Task objective ->
Locate each line in the data below that contains the word "nose" and reproduce every such line in full.

Data shown ->
+ + + + + + +

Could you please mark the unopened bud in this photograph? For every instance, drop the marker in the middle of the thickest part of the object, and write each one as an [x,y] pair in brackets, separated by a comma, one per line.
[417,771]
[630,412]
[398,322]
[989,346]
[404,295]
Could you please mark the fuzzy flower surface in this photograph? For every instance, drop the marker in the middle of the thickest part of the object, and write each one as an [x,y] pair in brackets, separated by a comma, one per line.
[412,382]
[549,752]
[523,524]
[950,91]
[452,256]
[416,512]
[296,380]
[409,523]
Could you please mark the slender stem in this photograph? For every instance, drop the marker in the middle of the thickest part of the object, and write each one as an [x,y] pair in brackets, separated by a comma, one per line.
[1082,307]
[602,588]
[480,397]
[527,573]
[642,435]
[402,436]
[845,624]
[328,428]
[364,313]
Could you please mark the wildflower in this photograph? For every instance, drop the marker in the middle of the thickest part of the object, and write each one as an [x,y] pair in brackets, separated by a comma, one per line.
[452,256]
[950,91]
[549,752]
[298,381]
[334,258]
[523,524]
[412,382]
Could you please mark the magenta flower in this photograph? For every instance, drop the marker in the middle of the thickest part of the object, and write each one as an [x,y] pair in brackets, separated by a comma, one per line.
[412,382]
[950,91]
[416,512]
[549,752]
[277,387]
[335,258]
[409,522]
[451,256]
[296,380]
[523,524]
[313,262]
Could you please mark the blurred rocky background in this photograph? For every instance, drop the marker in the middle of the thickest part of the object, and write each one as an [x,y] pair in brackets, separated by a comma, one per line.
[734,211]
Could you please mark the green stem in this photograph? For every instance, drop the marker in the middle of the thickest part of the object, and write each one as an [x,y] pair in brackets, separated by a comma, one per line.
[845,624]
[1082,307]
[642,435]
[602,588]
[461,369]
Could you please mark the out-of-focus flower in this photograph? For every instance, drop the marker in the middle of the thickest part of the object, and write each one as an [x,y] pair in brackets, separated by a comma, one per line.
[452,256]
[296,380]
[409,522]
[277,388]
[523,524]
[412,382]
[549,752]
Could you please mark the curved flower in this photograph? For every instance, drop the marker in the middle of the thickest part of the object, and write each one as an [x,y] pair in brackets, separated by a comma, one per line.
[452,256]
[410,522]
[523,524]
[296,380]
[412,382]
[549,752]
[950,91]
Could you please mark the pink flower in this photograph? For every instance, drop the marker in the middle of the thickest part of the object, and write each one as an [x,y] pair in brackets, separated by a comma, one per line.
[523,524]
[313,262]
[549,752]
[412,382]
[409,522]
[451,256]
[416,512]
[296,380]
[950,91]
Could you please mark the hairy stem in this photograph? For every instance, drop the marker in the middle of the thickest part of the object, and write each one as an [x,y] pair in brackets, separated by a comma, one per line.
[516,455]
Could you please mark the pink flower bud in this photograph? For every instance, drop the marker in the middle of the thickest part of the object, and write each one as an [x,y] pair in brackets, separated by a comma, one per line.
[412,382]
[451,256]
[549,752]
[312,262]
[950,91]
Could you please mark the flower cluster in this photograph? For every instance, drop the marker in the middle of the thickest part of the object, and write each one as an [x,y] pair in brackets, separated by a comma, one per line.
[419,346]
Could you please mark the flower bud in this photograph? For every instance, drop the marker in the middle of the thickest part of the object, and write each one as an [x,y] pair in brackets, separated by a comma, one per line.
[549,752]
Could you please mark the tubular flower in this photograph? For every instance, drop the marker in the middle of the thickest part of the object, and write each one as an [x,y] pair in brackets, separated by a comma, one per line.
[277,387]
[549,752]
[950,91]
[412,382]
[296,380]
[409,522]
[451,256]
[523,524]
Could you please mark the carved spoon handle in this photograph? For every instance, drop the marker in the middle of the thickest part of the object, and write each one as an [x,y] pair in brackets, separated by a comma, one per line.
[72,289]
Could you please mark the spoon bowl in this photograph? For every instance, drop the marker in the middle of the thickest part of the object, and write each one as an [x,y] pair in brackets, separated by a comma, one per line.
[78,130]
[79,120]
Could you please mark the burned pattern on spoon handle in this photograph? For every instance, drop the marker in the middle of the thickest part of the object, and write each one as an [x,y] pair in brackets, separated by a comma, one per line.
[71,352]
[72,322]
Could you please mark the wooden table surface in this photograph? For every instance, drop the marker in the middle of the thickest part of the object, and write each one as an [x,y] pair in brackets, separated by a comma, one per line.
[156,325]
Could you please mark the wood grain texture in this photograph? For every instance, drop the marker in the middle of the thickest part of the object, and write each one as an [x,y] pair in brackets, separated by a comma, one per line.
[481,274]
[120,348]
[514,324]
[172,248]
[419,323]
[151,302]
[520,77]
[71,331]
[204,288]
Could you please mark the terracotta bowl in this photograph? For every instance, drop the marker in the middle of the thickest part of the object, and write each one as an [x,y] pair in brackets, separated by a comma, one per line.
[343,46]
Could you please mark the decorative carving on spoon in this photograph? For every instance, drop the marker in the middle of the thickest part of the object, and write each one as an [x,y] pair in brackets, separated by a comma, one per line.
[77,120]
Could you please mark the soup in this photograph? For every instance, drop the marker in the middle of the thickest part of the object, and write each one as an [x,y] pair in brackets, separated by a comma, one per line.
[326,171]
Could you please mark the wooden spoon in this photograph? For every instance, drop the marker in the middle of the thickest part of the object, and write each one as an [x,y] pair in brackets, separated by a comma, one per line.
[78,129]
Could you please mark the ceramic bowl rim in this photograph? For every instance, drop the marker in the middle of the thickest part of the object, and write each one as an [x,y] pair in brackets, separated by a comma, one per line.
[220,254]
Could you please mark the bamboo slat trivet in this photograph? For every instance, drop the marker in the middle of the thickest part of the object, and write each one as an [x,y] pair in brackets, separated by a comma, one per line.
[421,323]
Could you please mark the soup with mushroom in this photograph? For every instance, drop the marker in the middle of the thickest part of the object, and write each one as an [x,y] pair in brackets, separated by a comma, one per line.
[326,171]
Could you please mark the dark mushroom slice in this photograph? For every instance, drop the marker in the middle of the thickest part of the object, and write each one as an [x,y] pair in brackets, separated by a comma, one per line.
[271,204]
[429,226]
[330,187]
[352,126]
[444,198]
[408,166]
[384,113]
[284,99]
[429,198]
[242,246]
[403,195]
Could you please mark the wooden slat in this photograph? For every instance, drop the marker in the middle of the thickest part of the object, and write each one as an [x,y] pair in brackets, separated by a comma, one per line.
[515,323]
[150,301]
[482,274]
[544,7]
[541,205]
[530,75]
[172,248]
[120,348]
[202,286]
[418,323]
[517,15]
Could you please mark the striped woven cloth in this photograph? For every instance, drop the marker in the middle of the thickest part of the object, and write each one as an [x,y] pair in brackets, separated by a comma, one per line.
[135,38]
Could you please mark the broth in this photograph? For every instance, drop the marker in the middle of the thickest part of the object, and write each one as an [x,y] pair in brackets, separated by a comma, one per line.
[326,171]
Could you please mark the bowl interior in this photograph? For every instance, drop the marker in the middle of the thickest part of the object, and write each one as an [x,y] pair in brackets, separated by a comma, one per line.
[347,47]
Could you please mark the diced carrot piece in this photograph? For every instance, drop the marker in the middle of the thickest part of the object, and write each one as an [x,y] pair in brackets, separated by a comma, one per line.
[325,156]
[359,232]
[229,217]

+ + + + + + +

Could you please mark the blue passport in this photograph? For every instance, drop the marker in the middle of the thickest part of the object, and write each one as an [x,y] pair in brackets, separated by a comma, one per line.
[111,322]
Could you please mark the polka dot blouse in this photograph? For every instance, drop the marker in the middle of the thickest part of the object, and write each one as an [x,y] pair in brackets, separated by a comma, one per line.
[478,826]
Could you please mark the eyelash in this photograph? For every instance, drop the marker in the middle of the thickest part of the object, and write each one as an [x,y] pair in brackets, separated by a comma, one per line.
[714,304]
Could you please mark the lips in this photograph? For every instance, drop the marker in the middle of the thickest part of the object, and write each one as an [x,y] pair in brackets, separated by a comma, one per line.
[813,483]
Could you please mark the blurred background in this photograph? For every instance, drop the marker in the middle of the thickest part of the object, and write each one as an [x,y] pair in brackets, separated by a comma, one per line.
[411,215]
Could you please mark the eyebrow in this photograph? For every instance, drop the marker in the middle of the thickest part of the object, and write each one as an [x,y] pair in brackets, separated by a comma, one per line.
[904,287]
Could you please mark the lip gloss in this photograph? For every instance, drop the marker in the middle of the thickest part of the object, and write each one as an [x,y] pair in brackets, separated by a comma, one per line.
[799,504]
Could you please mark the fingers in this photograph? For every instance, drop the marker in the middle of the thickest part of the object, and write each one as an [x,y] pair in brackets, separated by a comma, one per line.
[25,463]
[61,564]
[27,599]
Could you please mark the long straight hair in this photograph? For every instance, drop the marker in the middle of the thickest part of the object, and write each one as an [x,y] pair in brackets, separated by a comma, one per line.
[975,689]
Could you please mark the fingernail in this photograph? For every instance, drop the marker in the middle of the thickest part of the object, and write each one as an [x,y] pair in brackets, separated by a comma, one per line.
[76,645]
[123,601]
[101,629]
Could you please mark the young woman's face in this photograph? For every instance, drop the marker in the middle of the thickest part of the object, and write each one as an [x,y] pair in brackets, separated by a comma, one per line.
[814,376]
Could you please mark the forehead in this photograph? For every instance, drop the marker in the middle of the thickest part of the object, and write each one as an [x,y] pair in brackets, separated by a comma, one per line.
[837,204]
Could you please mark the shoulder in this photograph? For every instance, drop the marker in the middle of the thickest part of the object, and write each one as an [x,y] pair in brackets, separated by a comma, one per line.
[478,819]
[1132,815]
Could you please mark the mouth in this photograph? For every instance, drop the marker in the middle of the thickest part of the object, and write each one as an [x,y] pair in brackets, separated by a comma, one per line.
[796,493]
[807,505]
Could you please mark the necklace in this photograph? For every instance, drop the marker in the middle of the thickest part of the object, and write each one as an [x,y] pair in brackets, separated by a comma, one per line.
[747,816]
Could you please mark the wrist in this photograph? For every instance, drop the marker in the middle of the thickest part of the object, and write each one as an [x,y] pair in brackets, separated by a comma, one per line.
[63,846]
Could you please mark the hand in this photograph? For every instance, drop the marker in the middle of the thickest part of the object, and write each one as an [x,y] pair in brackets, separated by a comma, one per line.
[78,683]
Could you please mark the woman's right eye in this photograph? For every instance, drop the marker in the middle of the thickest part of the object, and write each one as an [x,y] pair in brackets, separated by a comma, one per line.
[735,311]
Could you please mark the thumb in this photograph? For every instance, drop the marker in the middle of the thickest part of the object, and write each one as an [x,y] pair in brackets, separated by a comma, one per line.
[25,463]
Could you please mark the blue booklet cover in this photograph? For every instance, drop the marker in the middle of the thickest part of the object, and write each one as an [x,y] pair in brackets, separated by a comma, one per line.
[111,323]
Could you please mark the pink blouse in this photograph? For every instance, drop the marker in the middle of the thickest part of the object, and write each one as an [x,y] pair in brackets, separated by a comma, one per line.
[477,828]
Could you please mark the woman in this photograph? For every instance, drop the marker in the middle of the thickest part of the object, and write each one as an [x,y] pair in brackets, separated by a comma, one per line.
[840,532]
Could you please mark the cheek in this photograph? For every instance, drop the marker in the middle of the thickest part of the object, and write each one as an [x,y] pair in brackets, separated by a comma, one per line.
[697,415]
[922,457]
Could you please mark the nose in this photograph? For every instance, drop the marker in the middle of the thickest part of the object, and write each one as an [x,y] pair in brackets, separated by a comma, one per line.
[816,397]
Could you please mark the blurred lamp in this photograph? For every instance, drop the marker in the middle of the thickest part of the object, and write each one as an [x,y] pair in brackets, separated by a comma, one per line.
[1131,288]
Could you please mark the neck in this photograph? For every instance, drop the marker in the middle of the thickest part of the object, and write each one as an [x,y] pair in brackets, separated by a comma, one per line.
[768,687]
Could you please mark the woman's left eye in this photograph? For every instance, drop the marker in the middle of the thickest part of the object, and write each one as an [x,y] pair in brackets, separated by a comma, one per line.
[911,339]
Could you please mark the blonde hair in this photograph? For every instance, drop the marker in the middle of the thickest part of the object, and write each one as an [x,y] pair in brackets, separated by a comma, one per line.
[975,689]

+ + + + + + +

Answer to this task ->
Could you please mark the nose in this photograph? For every instance, drop the marker in the middle of the thickest part of the object, and write each one as an [x,y] pair in brackets, separated by a comma, one per line.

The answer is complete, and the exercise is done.